Start of Block
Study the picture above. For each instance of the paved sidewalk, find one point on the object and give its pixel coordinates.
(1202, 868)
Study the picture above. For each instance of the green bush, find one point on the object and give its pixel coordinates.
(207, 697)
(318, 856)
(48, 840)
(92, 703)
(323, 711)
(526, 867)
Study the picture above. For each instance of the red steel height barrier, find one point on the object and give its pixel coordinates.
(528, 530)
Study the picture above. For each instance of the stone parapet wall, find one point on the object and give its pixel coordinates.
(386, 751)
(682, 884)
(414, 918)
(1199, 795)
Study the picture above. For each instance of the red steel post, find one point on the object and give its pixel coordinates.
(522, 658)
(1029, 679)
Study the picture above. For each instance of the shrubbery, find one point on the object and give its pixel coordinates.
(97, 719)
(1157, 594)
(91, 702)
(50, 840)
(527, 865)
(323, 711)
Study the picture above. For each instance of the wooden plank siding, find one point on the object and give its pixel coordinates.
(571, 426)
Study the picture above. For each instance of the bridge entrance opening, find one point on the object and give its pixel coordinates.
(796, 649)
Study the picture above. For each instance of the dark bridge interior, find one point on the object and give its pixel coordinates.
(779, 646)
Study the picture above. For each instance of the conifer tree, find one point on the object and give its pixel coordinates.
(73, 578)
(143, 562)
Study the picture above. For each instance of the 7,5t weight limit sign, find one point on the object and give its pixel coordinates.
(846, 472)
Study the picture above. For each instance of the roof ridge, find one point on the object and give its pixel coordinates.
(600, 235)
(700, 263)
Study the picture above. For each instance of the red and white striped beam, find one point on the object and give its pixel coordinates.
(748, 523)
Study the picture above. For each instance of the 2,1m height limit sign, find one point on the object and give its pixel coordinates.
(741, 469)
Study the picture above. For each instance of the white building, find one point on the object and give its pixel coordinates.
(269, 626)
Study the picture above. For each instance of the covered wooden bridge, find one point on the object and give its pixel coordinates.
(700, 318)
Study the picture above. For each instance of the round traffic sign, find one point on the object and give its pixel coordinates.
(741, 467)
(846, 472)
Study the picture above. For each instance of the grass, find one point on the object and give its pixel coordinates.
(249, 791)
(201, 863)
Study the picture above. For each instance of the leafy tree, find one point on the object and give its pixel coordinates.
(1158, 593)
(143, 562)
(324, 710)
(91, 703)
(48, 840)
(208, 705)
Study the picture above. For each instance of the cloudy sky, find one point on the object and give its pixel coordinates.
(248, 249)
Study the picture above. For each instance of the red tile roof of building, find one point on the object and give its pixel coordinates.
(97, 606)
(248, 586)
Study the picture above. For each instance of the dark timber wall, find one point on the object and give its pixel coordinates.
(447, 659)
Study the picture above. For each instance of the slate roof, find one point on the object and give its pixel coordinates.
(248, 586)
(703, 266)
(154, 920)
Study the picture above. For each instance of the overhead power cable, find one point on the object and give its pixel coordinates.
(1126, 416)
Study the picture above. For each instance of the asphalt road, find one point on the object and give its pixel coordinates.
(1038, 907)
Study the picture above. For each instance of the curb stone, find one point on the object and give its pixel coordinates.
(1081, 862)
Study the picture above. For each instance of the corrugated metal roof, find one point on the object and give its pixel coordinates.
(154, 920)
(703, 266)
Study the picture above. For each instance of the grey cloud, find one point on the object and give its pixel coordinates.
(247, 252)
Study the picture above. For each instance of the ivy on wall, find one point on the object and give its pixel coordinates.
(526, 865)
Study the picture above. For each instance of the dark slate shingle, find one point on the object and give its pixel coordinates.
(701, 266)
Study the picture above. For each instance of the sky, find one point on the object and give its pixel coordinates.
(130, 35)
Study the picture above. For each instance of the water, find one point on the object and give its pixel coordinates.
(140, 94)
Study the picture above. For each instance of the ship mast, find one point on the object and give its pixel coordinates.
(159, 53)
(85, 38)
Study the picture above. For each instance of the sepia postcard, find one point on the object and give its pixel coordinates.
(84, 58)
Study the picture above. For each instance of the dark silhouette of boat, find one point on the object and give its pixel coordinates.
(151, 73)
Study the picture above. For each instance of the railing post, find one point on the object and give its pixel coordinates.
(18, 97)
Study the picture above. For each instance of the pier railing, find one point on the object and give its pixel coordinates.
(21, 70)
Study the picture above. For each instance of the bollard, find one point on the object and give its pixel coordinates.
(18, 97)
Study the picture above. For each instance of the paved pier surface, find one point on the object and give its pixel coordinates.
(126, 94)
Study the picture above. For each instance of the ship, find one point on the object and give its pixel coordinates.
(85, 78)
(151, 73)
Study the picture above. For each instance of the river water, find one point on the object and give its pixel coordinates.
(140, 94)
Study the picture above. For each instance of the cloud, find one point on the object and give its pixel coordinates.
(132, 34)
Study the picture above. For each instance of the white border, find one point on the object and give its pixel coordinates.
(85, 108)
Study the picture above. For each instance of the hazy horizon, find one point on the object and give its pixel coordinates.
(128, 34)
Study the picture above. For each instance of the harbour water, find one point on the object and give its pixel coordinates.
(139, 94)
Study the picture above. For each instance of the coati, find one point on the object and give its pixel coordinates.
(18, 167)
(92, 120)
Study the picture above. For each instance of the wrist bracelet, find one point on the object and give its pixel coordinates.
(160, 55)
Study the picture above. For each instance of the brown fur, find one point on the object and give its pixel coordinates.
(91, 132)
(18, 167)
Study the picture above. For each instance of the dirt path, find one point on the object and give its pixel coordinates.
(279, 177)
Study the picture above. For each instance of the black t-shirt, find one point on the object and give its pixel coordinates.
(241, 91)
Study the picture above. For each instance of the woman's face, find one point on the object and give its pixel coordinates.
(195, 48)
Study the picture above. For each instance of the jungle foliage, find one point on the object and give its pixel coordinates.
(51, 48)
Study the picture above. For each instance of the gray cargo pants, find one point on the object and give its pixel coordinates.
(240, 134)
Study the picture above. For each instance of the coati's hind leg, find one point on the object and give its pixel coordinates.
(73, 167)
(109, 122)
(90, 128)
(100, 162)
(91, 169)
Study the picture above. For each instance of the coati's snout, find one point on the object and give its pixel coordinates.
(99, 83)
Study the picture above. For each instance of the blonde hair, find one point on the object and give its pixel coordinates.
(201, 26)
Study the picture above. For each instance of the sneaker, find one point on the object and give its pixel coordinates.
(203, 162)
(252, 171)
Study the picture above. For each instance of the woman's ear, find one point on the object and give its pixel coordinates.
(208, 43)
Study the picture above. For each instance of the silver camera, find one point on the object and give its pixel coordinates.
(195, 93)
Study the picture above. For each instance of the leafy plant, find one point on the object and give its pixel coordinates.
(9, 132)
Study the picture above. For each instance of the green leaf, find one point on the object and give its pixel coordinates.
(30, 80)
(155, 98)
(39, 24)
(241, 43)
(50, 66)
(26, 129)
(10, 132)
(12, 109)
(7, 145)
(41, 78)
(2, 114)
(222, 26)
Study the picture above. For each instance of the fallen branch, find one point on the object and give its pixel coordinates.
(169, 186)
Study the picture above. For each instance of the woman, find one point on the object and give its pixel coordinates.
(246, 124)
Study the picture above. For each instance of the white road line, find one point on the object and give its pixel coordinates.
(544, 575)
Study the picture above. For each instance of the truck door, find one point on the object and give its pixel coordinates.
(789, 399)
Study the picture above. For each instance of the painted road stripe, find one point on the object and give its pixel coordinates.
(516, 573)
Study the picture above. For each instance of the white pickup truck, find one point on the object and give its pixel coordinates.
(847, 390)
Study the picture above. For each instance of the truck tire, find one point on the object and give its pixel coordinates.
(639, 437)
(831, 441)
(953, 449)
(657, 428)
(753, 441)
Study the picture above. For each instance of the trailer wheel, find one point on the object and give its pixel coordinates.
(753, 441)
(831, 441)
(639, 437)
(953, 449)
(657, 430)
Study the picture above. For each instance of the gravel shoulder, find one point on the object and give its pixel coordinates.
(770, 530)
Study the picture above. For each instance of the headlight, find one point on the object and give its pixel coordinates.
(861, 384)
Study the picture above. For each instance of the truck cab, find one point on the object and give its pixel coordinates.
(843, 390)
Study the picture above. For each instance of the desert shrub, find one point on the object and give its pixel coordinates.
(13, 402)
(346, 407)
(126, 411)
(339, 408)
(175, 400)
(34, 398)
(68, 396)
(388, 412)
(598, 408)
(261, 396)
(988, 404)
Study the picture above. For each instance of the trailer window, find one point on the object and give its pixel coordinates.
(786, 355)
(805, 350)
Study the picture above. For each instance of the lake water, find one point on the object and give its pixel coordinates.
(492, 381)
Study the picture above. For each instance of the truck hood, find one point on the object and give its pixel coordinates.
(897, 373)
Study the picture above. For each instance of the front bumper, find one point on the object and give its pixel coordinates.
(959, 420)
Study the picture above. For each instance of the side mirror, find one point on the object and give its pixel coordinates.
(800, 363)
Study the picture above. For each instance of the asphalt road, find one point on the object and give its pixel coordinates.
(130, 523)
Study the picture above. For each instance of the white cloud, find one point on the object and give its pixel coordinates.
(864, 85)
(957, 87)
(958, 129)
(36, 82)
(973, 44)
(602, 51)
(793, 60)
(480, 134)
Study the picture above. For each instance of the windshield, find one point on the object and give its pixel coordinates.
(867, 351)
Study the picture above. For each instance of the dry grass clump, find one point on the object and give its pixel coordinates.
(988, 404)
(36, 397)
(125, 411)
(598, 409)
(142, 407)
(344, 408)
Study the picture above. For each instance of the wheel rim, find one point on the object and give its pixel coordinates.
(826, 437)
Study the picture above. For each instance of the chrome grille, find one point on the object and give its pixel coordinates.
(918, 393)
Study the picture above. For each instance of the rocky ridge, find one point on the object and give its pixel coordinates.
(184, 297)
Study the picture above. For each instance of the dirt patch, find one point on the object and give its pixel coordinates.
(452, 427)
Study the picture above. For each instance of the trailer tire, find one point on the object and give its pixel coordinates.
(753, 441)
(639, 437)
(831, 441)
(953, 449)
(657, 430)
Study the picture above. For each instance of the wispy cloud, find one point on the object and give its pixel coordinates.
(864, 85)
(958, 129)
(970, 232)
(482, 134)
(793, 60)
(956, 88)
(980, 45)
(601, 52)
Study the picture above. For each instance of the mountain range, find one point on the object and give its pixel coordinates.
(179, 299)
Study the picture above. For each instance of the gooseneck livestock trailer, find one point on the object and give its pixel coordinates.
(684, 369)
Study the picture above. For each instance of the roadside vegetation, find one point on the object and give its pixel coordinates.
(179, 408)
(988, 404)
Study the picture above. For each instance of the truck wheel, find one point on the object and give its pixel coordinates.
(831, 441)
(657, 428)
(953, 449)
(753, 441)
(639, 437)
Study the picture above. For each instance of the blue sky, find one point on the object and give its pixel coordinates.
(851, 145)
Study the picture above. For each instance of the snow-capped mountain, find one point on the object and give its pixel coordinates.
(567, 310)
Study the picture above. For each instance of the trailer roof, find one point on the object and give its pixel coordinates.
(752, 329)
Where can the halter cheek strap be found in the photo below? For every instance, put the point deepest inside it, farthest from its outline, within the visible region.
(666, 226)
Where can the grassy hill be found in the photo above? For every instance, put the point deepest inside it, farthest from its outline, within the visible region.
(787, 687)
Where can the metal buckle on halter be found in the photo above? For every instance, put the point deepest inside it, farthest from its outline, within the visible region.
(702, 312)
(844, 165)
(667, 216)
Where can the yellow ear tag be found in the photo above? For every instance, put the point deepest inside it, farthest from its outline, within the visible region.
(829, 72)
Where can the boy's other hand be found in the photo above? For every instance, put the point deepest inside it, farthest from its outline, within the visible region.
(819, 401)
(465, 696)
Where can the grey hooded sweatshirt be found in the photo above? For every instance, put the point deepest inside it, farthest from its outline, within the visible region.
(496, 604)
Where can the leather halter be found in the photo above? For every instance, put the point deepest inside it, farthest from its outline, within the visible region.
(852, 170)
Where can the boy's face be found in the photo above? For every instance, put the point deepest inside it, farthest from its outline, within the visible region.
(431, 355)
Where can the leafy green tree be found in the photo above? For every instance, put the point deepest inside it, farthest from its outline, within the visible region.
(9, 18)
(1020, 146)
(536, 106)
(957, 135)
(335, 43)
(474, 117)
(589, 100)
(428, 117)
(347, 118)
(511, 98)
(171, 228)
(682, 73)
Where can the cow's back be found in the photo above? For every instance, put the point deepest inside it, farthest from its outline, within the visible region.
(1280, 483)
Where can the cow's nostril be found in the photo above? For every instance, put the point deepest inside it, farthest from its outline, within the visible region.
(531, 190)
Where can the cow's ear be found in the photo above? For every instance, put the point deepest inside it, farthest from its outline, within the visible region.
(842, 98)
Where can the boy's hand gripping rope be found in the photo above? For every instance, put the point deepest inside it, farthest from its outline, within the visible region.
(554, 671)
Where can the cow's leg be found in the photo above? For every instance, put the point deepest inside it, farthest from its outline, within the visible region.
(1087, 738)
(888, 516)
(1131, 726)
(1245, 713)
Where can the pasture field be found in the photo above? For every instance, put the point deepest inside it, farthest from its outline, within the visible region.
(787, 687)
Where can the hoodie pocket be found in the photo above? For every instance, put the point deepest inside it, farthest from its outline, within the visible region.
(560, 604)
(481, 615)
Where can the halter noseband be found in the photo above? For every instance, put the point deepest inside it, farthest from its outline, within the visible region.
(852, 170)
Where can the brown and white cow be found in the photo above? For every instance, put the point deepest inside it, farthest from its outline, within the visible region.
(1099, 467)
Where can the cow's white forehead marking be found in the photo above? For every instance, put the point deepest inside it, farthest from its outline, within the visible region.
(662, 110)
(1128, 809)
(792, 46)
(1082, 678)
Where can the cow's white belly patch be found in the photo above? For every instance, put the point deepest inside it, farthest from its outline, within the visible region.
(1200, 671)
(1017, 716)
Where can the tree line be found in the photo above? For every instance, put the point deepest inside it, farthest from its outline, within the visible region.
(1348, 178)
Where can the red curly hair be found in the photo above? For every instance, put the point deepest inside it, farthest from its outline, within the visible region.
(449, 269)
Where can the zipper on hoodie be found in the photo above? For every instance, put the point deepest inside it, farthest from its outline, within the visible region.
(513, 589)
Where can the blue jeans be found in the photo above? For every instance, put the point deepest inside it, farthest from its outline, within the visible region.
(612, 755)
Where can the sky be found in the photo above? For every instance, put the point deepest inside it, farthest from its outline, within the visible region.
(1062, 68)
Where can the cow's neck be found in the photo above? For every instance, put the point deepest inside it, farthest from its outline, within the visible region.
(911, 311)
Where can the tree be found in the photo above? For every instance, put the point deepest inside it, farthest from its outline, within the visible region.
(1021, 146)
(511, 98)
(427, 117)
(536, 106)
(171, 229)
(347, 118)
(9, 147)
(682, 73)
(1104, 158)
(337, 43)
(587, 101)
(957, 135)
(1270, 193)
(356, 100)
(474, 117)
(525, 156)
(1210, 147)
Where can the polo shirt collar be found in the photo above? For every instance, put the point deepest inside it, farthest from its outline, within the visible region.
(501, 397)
End of Block
**TO DO**
Exactly the lines from the one that holds "Where can the cow's neck" through the final line of the records above should be written out, and only those.

**TASK ANSWER**
Where can the cow's neck be found in the photo above? For every instance, put the point deepest inside it, farthest from its outline, within the visible region.
(911, 311)
Where can the tree be found in the photo above? For every instance, put the point deepest inside it, farthest from its outline, within the visible region.
(1021, 146)
(511, 98)
(427, 117)
(536, 106)
(171, 229)
(347, 118)
(9, 147)
(682, 73)
(1104, 158)
(337, 43)
(587, 101)
(957, 135)
(1270, 193)
(356, 100)
(474, 117)
(525, 156)
(1210, 147)
Where can the polo shirt collar be found in the photo above? For every instance, put the point deepest inside it, farthest from its outline, within the visible region.
(501, 397)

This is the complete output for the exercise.